# Selected extract
::::

3 posts tagged “nick drake”
Oh god. I just looked at my sponsored google ads and there were four all lined up in a row with the title "Nick Drake Ringtones." This makes me sad and scared.
I understand that the greatest hope of advertisers is to deliver ads that are tailored to their audience. I have Nick Drake on my interests list, so maybe I would like Nick Drake ringtones? I can't remember the last time an ad on the internet or elsewhere actually made me excited about a product or service. Not only am I becoming immune to ads, but I am actually developing an allergy. We have cable tv at work now, so whenever we go to hook up a laptop to our big screen we have a few moments of daytime tv or commercials. 3 seconds of a dish liquid commercial cause me to want to punch someone in the face. Did the "women's movement" (whatever that was) NOT WORK AT ALL?? I think I actually shrieked. Then there was the sexy tic tac tongue juggling which made me put my face on my laptop keyboard and weep.
No. I don't want a Nick Drake ringtone. The man killed himself, probably because he had the foresight to realize that one day his songs would be sold off for .99 each as compressed electronic crap for mobile phones. I would kill myself if I knew that was the future. I really would.
On a whim I went down to Elliott Bay Books for an Americano, a new moleskine notepad, and an Iris Murdoch novel - just in time to catch a reading by Joe Boyd who has released a memoir of his years producing music in the 1960's, White Bicycles.
From what he read the book seems to be beautifully written and steeped in nostalgia for the time before utopian idealism turned ugly. While he was talking about his experience at Woodstock I couldn't help but think of my dad, somewhere out there in the mud-caked sea of hippie kids; two years before I was born some bit of my DNA was soaking up LSD and Joan Baez.
The only question anyone wanted to ask the author was: "what was so-and-so like to work with?" When asked about Nick Drake he read the section about meeting the fragile young man whose shyness did not match his good looks and posh accent. He was just a boy, attending Cambridge, smoking nervously, embarassed by his own talent, and horrified by performing for an audience. Boyd believes that if his music had been publicly revered then as it is now he might still be with us. It must be horrible to be blessed with a talent that large and to think that it is not wanted.
Of course someone had to ask what Syd Barrett was like, before his mind disintegrated. Boyd said it was like a flip was switched. One week Barrett was lucid and intelligent and rational, and the next he wasn't making sense and could barely lift a guitar.
People are fascinated by those who have slipped away from the fragile space we think is safe and steady. I think the fascination comes from the innate awareness that each of us stands only inches from the edge o a cliff we cannot see, and it only takes one step to find the solid ground is not there any longer.

::::

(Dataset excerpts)
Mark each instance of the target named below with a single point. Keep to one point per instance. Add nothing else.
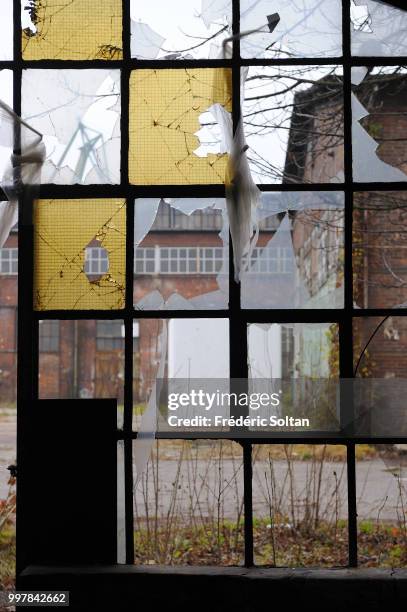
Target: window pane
(293, 118)
(300, 505)
(181, 349)
(165, 111)
(379, 124)
(379, 249)
(298, 262)
(305, 29)
(63, 229)
(191, 497)
(71, 30)
(378, 29)
(191, 29)
(381, 505)
(80, 367)
(177, 282)
(78, 112)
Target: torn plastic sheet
(378, 29)
(311, 28)
(193, 30)
(165, 295)
(300, 265)
(367, 166)
(78, 112)
(148, 426)
(22, 173)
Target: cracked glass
(181, 256)
(63, 229)
(71, 29)
(78, 113)
(174, 136)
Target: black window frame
(28, 319)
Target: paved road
(378, 488)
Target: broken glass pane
(63, 231)
(311, 28)
(174, 135)
(379, 249)
(71, 29)
(378, 29)
(297, 259)
(191, 29)
(78, 112)
(181, 257)
(379, 125)
(293, 121)
(6, 30)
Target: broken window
(63, 231)
(73, 363)
(377, 29)
(293, 120)
(71, 29)
(6, 30)
(174, 134)
(297, 259)
(192, 29)
(380, 249)
(78, 113)
(173, 268)
(305, 29)
(379, 124)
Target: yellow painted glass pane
(73, 29)
(165, 106)
(65, 232)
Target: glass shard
(192, 29)
(174, 267)
(78, 112)
(379, 125)
(166, 109)
(378, 29)
(63, 230)
(71, 29)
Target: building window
(109, 336)
(49, 336)
(96, 261)
(9, 261)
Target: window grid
(28, 338)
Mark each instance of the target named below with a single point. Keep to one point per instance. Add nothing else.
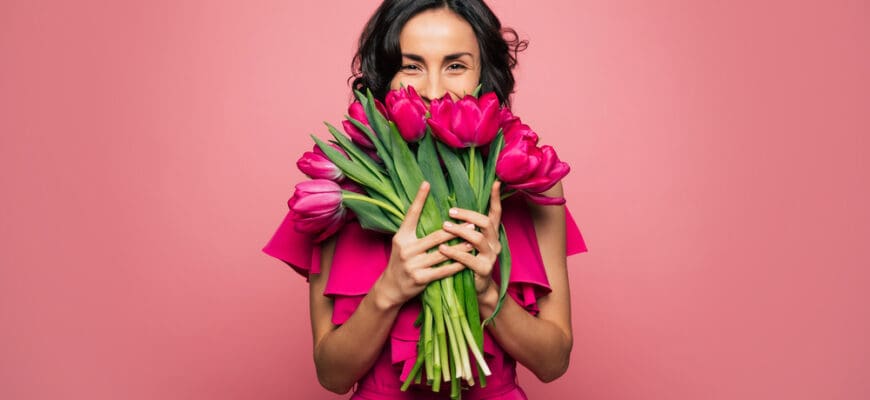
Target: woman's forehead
(436, 33)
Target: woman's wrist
(381, 297)
(487, 301)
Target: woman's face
(440, 55)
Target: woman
(363, 286)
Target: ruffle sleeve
(361, 256)
(294, 248)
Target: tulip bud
(357, 112)
(407, 110)
(316, 165)
(469, 122)
(317, 208)
(523, 166)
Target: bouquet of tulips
(459, 147)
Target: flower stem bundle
(460, 148)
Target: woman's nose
(433, 89)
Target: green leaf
(427, 157)
(378, 122)
(504, 264)
(412, 177)
(370, 216)
(458, 177)
(476, 92)
(356, 154)
(489, 172)
(475, 177)
(384, 153)
(365, 129)
(357, 173)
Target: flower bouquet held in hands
(459, 148)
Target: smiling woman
(364, 287)
(440, 54)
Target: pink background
(720, 176)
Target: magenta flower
(407, 110)
(523, 166)
(357, 112)
(469, 122)
(318, 208)
(316, 165)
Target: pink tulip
(316, 165)
(407, 110)
(357, 112)
(523, 166)
(317, 207)
(469, 122)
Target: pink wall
(719, 154)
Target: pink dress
(360, 258)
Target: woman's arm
(542, 343)
(343, 354)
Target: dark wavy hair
(379, 57)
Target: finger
(434, 258)
(475, 263)
(427, 275)
(468, 233)
(495, 204)
(414, 210)
(478, 219)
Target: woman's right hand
(409, 269)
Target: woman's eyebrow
(456, 56)
(449, 57)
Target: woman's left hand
(485, 240)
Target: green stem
(381, 204)
(471, 165)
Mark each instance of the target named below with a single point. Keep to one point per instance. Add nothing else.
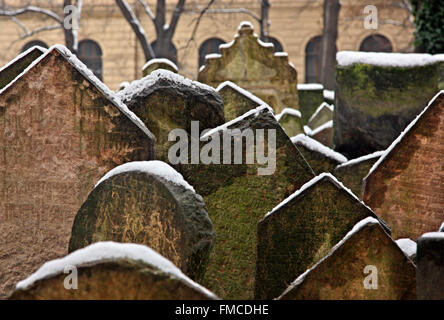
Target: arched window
(376, 43)
(312, 60)
(90, 54)
(33, 43)
(209, 46)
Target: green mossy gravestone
(321, 158)
(165, 101)
(311, 96)
(406, 186)
(302, 230)
(237, 101)
(110, 271)
(366, 265)
(352, 172)
(377, 96)
(148, 203)
(237, 197)
(254, 66)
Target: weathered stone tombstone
(15, 67)
(61, 130)
(377, 96)
(237, 197)
(430, 266)
(148, 203)
(253, 65)
(165, 101)
(321, 158)
(311, 96)
(237, 101)
(159, 63)
(404, 187)
(290, 120)
(110, 271)
(365, 265)
(352, 173)
(302, 230)
(322, 115)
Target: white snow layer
(316, 146)
(348, 58)
(155, 167)
(110, 251)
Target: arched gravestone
(365, 265)
(110, 271)
(61, 129)
(165, 101)
(406, 186)
(253, 65)
(302, 230)
(161, 63)
(148, 203)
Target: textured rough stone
(351, 173)
(59, 133)
(374, 104)
(341, 274)
(145, 208)
(406, 186)
(118, 272)
(301, 231)
(254, 66)
(165, 101)
(237, 198)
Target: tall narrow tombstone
(430, 271)
(377, 96)
(253, 65)
(61, 130)
(237, 101)
(165, 101)
(148, 203)
(110, 271)
(406, 186)
(321, 158)
(301, 230)
(365, 265)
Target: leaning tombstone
(149, 203)
(365, 265)
(404, 187)
(254, 66)
(301, 230)
(62, 129)
(110, 271)
(377, 96)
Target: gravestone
(366, 265)
(110, 271)
(290, 120)
(322, 115)
(352, 172)
(311, 96)
(61, 130)
(405, 187)
(159, 63)
(15, 67)
(238, 195)
(377, 96)
(321, 158)
(430, 262)
(237, 101)
(253, 65)
(148, 203)
(165, 101)
(302, 230)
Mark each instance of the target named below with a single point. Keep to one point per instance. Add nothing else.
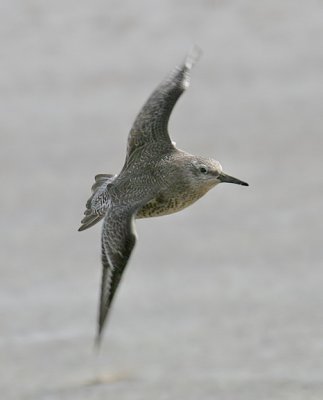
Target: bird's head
(208, 173)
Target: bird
(156, 179)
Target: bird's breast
(164, 205)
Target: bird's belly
(161, 206)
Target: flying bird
(157, 179)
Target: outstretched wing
(118, 240)
(152, 121)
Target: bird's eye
(203, 170)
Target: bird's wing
(97, 204)
(152, 121)
(118, 240)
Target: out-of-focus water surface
(223, 300)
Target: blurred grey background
(223, 300)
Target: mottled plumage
(156, 179)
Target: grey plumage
(156, 179)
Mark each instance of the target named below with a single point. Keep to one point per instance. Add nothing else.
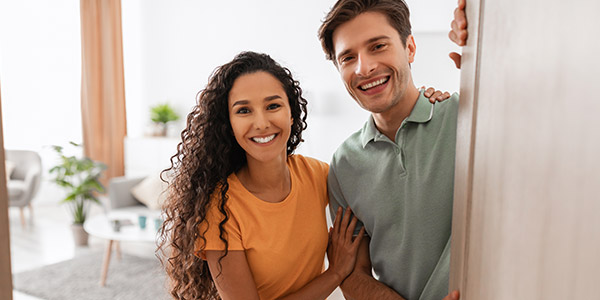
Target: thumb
(456, 58)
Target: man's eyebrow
(369, 41)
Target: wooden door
(527, 192)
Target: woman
(245, 218)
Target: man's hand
(459, 33)
(455, 295)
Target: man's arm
(360, 284)
(459, 33)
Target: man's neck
(388, 122)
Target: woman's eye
(242, 110)
(273, 106)
(346, 59)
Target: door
(527, 192)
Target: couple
(245, 218)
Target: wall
(40, 69)
(172, 47)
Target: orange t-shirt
(285, 242)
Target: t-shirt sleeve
(209, 229)
(336, 197)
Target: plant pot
(80, 236)
(160, 129)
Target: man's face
(373, 62)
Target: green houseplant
(161, 114)
(80, 177)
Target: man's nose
(365, 66)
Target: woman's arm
(234, 280)
(233, 277)
(341, 253)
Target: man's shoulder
(449, 105)
(351, 147)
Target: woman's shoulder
(305, 164)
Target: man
(397, 172)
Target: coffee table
(102, 226)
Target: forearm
(319, 288)
(362, 286)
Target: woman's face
(260, 115)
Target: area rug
(130, 278)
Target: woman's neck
(269, 181)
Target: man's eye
(273, 106)
(242, 110)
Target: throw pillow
(10, 166)
(151, 191)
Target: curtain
(102, 84)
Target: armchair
(24, 181)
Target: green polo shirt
(402, 193)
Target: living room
(169, 50)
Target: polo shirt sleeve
(336, 197)
(209, 229)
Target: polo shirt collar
(421, 113)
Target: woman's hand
(342, 248)
(435, 95)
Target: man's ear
(411, 48)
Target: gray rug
(130, 278)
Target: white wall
(172, 47)
(40, 76)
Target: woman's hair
(206, 156)
(396, 11)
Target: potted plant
(80, 177)
(162, 114)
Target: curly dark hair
(206, 156)
(396, 11)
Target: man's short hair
(343, 11)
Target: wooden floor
(47, 239)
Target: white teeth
(263, 140)
(374, 83)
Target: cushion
(10, 166)
(151, 192)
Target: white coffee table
(101, 226)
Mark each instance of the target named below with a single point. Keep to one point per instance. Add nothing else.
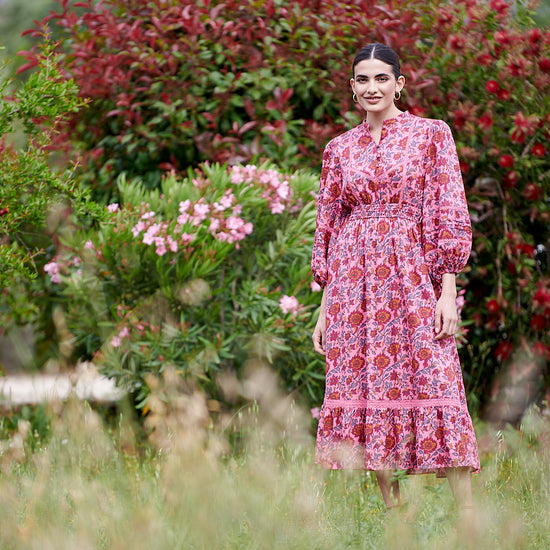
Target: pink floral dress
(392, 218)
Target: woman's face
(375, 85)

::::

# Prompt
Update the Nick Drake posts, starting at the words "Oh god. I just" and ending with "sad and scared.", and write "sad and anxious" in place of "sad and scared".

# Answer area
Oh god. I just looked at my sponsored google ads and there were four all lined up in a row with the title "Nick Drake Ringtones." This makes me sad and anxious.